### Short problem A
In the Kepler-296f article, on what date did NASA announce the discovery of the exoplanet?

Kepler-296f

Discovery
- Discovery site: Kepler Space Observatory
- Discovery date: 2014
- Detection method: Transit

Orbital characteristics
- Semi-major axis: 0.26300 AU (39,344,000 km)
- Orbital period (sidereal): 63.33587900 d
- Inclination: 89.950
- Star: Kepler-296

Physical characteristics
- Mean radius: 1.790 R_{🜨}
- Temperature: 194 K (−79 °C; −110 °F)

= Kepler-296f =

Goldilocks super-Earth orbiting Kepler-296

Kepler-296f (also known by its Kepler Object of Interest designation KOI-1422.04) is a confirmed super-Earth exoplanet orbiting within the habitable zone of Kepler-296. The planet was discovered by NASA's Kepler spacecraft using the transit method, in which the dimming effect that a planet causes as it crosses in front of its star is measured. NASA announced the discovery of the exoplanet on 26 February 2014.

### Short problem B
Please render part of the entries as a Markdown table with the columns Number and Entry line, beginning at the line that contains "Get the bounding box for every tractor fender." and stopping after the line that contains "[100,211,133,227]". Skip any blank lines.

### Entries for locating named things

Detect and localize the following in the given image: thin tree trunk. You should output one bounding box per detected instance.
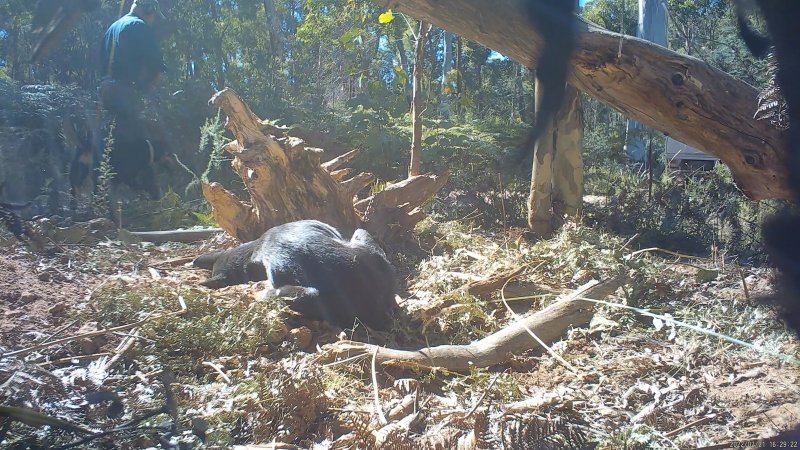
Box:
[553,85,583,222]
[439,31,453,118]
[264,0,283,61]
[456,36,463,115]
[528,77,556,237]
[395,35,413,106]
[373,0,791,199]
[408,20,428,178]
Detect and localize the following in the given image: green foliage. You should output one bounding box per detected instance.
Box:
[586,164,779,262]
[581,0,639,36]
[92,122,116,217]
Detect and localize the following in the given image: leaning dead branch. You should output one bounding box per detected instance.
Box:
[327,276,625,371]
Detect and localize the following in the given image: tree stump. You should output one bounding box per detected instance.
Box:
[203,88,448,242]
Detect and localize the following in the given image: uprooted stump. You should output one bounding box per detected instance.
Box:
[203,88,447,242]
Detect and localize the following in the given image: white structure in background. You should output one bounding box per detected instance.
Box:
[664,137,719,171]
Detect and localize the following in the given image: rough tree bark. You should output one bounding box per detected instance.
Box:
[528,82,583,237]
[373,0,790,199]
[203,89,447,242]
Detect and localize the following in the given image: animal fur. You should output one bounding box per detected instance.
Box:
[193,220,397,329]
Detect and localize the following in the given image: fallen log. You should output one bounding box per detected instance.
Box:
[326,276,625,371]
[373,0,791,200]
[203,89,447,241]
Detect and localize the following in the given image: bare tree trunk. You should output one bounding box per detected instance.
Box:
[553,85,583,222]
[528,81,583,237]
[264,0,283,61]
[373,0,791,199]
[395,29,413,105]
[528,77,556,237]
[439,31,453,118]
[408,20,428,177]
[456,36,463,116]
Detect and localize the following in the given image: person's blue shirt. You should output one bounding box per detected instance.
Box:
[102,14,165,88]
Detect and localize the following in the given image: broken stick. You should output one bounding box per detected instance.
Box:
[327,276,625,371]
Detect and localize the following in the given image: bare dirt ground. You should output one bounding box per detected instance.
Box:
[0,250,98,349]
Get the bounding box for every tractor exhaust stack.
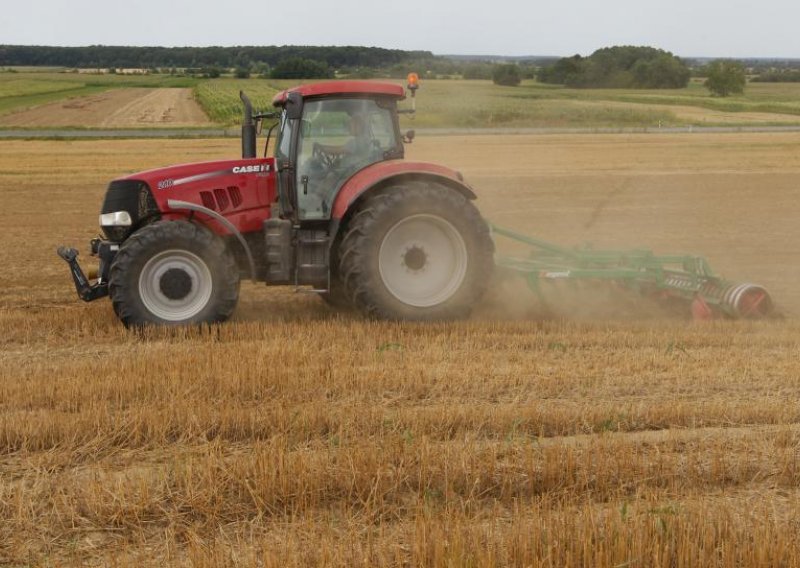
[239,91,256,159]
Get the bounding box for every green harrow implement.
[491,225,774,319]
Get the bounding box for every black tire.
[339,182,494,321]
[109,221,239,327]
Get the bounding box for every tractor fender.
[331,160,476,222]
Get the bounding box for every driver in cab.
[315,114,370,165]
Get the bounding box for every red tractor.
[58,76,494,326]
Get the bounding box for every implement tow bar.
[56,246,108,302]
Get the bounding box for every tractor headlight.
[100,211,133,227]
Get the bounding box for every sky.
[0,0,800,58]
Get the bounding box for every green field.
[0,69,197,115]
[0,71,800,129]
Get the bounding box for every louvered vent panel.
[200,191,217,209]
[214,188,231,211]
[228,185,242,209]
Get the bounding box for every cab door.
[295,97,398,220]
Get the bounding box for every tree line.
[0,45,433,69]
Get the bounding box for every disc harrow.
[490,224,775,320]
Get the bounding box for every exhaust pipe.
[239,91,256,158]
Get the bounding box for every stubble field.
[0,133,800,566]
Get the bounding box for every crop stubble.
[0,134,800,566]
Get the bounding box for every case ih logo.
[231,164,269,174]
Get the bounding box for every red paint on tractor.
[122,158,277,235]
[331,160,474,219]
[272,81,406,106]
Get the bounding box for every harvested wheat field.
[0,134,800,567]
[0,88,211,128]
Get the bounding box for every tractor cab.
[243,80,416,222]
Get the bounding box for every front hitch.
[56,247,108,302]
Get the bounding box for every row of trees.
[538,46,691,89]
[0,45,433,69]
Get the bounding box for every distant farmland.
[0,72,800,128]
[0,133,800,567]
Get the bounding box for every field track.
[0,133,800,567]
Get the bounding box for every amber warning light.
[408,73,419,93]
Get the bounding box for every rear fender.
[331,160,476,224]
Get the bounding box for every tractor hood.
[121,158,273,192]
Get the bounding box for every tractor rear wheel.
[109,221,239,326]
[340,182,494,320]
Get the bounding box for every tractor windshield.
[297,98,400,219]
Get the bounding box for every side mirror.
[286,93,303,120]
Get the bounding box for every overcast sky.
[0,0,800,57]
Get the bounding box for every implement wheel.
[340,182,494,320]
[109,221,239,326]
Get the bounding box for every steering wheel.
[311,142,343,169]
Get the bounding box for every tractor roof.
[272,81,405,106]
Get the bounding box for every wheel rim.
[378,214,468,308]
[139,250,213,322]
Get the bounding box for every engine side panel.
[119,158,277,235]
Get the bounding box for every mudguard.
[331,160,476,223]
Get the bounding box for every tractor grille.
[200,185,242,211]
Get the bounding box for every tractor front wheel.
[340,182,494,320]
[109,221,239,326]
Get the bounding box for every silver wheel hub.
[139,249,213,322]
[378,214,468,308]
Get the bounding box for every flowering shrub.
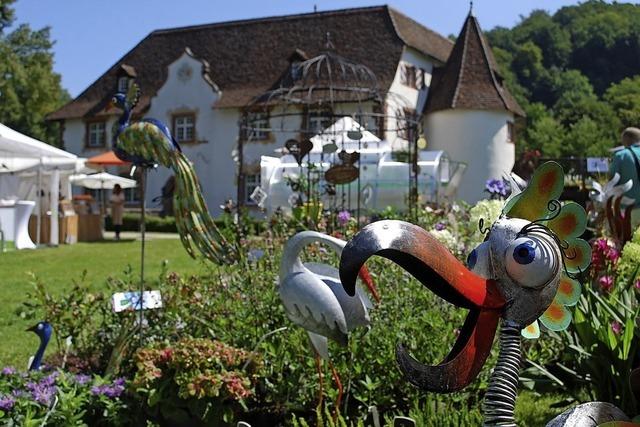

### Written answer A
26 February 2014

### Written answer B
| Number | Entry line |
|---|---|
| 1 | Get the bounding box for every tractor fender. |
| 2 | [331,160,476,222] |
| 3 | Get the bounding box for every driver in cab. |
| 4 | [315,114,370,165] |
| 5 | Get the bounding box for every red tractor. |
| 6 | [58,76,494,326] |
| 7 | Get the bounding box for every implement tow bar. |
| 8 | [56,246,108,302] |
| 9 | Get the bounding box for every tractor headlight. |
| 10 | [100,211,133,227] |